* [Your assignment]: Edit the listing from the line containing "For each <instance>, output" through the line containing "box: [3, 205, 121, 222]": replace "pixel-accurate" with "precise", leave everything else unchanged, and output only those lines.

* [Material provided]:
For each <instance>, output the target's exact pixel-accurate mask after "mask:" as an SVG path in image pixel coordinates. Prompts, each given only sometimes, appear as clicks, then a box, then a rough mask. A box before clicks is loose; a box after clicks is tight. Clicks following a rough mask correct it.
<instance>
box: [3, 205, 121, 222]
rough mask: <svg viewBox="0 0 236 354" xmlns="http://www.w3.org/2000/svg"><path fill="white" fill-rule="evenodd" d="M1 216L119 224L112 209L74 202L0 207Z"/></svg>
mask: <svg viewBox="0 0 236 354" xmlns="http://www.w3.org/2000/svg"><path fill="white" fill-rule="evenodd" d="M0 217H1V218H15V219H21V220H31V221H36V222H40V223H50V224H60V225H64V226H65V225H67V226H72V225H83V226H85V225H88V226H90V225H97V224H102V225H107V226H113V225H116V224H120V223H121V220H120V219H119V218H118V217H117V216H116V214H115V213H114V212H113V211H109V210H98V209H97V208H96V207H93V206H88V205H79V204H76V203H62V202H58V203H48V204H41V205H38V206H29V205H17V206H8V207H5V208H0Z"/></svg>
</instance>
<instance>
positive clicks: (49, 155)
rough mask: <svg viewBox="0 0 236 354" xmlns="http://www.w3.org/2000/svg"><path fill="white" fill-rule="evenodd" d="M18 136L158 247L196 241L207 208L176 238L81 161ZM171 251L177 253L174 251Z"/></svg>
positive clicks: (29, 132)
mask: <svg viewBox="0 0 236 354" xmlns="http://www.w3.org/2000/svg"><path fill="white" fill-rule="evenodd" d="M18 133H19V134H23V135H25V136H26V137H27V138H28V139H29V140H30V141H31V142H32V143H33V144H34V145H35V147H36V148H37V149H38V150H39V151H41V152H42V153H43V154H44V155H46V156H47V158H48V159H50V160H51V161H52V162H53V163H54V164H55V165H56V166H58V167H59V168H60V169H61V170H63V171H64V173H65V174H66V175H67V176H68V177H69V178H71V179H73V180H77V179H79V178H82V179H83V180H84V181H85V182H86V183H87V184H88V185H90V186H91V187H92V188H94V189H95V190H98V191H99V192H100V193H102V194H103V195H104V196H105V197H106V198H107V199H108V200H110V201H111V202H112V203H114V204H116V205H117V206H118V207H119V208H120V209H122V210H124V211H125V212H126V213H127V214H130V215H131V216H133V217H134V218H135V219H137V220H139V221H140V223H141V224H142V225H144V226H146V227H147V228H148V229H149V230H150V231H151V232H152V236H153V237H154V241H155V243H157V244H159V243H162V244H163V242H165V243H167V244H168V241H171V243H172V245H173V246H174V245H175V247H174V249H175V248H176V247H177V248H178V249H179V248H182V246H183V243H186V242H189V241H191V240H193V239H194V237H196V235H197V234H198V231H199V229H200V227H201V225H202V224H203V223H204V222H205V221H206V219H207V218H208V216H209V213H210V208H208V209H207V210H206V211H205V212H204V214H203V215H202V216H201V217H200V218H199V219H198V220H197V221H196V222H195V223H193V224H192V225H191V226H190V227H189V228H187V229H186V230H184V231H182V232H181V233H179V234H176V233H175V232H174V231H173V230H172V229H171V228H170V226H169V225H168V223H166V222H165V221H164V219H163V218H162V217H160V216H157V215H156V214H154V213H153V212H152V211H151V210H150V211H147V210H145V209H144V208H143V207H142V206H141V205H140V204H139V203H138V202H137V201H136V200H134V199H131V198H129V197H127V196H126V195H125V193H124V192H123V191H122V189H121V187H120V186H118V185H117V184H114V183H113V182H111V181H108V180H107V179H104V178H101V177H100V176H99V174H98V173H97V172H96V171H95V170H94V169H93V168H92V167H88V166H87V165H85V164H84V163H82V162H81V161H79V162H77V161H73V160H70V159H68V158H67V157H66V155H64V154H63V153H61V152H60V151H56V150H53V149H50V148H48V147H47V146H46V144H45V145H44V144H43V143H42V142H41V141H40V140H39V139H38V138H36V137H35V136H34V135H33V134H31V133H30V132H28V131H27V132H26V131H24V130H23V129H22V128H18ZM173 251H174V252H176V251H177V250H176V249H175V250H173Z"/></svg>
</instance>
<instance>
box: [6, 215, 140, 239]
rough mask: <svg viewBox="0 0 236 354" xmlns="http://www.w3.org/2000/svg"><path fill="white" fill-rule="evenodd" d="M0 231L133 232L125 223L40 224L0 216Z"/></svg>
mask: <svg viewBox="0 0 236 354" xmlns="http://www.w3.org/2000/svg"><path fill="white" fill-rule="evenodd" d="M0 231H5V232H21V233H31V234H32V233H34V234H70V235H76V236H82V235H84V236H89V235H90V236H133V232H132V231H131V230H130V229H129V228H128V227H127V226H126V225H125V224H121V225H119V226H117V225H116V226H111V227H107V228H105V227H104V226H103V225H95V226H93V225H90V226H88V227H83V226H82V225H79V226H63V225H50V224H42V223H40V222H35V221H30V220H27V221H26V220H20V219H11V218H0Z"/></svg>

--

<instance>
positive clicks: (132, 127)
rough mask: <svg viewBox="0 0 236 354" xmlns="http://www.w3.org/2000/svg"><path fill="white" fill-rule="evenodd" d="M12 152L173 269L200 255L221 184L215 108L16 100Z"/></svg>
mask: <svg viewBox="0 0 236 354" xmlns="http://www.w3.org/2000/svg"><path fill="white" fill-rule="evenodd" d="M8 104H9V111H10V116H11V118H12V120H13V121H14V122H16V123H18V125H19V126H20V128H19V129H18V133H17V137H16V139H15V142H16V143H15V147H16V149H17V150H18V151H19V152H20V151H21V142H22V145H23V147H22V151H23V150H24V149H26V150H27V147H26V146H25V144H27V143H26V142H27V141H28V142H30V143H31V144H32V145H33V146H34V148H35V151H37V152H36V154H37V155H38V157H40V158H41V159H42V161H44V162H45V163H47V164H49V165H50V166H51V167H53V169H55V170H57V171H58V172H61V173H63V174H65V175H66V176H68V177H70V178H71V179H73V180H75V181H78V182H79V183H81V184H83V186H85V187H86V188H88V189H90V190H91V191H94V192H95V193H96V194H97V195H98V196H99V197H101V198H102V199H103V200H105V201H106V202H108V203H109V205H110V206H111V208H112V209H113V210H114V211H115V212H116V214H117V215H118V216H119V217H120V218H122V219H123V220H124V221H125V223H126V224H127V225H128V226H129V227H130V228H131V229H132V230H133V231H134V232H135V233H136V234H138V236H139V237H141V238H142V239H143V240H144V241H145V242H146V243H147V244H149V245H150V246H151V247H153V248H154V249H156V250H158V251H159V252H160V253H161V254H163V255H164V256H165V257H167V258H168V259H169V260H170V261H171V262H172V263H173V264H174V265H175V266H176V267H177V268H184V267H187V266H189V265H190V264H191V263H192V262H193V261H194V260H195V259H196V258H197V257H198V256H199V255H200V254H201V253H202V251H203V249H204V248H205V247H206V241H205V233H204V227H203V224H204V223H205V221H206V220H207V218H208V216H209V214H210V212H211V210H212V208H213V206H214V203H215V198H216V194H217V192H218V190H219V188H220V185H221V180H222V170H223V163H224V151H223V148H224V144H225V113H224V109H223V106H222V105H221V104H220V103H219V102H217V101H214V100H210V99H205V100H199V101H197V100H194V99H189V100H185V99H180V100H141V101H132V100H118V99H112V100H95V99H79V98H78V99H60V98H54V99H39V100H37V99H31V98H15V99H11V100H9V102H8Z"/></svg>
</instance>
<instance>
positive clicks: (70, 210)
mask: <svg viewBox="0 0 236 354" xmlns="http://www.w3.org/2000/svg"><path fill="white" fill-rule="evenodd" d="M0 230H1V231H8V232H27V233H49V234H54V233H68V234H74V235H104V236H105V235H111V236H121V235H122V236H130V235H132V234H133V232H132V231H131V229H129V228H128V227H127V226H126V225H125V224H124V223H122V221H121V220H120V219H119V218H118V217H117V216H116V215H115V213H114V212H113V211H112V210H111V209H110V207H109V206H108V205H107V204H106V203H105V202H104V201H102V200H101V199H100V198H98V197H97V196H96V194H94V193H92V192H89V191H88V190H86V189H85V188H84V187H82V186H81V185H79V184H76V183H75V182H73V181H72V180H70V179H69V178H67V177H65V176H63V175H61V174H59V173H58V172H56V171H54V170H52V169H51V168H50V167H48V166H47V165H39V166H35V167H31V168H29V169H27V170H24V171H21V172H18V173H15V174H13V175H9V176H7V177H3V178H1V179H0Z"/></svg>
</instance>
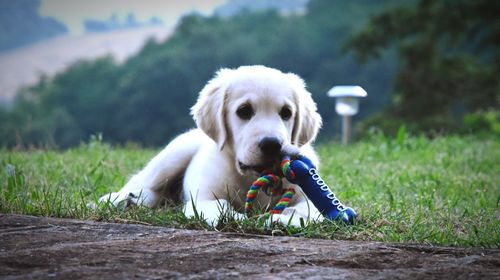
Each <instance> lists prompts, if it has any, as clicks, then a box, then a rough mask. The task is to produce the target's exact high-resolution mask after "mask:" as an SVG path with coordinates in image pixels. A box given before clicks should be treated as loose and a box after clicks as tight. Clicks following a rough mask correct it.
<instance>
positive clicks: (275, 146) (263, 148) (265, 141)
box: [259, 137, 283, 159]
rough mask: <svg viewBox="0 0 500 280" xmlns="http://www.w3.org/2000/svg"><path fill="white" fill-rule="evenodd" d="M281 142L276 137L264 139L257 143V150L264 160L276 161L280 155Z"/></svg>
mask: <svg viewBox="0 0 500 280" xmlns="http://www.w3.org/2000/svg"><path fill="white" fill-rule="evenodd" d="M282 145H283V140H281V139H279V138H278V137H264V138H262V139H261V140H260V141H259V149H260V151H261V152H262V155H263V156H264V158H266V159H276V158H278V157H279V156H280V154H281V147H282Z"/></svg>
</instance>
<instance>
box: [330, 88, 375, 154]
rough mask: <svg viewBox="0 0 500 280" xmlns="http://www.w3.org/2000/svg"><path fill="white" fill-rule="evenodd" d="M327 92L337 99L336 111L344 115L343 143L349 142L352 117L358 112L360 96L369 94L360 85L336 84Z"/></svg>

* * *

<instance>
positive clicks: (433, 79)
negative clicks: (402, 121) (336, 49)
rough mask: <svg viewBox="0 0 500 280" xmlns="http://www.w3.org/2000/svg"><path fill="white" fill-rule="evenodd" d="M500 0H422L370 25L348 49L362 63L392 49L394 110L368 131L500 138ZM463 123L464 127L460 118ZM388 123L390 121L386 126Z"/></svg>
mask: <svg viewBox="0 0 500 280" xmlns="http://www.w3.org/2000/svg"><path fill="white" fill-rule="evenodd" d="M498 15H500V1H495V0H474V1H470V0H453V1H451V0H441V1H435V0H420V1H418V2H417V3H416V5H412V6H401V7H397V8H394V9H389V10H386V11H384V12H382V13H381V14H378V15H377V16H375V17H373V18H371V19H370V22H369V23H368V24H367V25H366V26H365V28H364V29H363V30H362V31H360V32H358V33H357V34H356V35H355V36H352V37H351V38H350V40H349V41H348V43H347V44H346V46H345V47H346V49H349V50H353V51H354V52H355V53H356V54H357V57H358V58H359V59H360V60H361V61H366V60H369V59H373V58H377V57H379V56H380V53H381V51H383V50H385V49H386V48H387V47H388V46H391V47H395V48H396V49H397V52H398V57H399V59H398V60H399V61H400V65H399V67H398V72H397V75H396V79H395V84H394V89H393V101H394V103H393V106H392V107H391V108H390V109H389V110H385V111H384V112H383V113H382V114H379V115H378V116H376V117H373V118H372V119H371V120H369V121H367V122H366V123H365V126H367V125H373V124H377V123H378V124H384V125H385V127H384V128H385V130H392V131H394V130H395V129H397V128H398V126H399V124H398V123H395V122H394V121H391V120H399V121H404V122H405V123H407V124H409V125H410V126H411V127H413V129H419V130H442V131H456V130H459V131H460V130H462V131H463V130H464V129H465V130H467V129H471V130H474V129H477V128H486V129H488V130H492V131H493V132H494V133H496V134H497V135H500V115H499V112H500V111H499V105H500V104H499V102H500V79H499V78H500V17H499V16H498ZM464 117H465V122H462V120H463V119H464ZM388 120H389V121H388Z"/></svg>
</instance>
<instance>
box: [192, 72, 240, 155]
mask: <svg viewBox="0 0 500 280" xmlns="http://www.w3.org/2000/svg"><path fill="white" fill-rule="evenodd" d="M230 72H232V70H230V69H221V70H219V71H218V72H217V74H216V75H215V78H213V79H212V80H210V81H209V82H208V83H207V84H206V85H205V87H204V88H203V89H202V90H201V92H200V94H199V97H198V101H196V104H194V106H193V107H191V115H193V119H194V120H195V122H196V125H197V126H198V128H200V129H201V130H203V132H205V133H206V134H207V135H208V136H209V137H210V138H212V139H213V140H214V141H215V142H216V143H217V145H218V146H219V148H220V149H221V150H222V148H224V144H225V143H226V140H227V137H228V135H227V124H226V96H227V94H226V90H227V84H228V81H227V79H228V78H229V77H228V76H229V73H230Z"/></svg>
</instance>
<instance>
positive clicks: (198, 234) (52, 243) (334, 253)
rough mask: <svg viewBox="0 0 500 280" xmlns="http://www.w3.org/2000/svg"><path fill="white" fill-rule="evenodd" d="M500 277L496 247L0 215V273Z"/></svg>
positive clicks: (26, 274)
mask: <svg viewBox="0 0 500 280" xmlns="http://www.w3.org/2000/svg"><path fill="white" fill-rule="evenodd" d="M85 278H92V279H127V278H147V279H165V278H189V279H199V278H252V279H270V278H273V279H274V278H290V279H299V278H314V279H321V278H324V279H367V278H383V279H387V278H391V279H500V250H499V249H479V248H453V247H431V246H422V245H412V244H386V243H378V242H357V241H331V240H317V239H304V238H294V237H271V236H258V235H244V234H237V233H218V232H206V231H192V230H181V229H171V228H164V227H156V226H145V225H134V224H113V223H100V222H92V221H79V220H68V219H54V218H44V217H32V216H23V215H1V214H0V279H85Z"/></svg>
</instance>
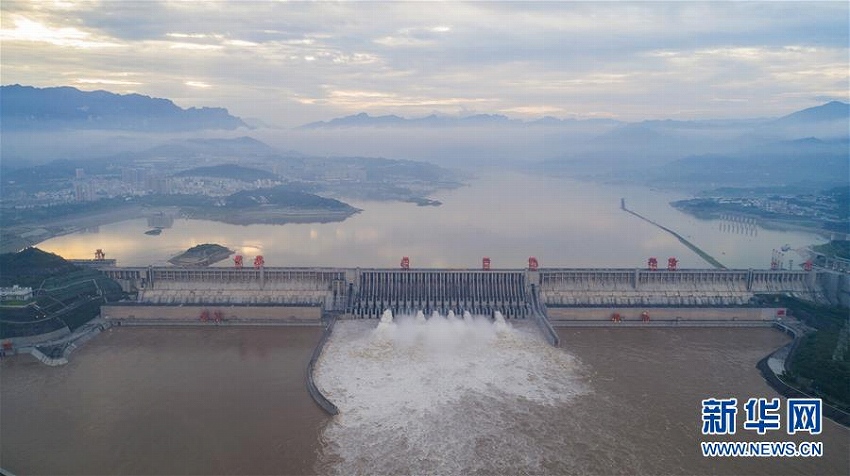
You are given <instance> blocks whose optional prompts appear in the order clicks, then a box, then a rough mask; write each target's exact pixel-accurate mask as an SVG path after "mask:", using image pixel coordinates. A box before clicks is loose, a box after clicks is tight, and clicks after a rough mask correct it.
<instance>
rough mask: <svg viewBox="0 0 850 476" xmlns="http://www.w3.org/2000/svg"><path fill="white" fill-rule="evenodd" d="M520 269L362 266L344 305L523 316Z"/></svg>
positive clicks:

* [Task result]:
For each <instance>, output the target's exact precise mask after "mask:" as an SVG path in image pixel coordinates. Prompts, each given only sometimes, appear as clicks, then a box, then a rough mask. A box before clicks is loose; a box after clicks is tight. Clicks following a rough mask correct it.
<instance>
box: [3, 205, 121, 222]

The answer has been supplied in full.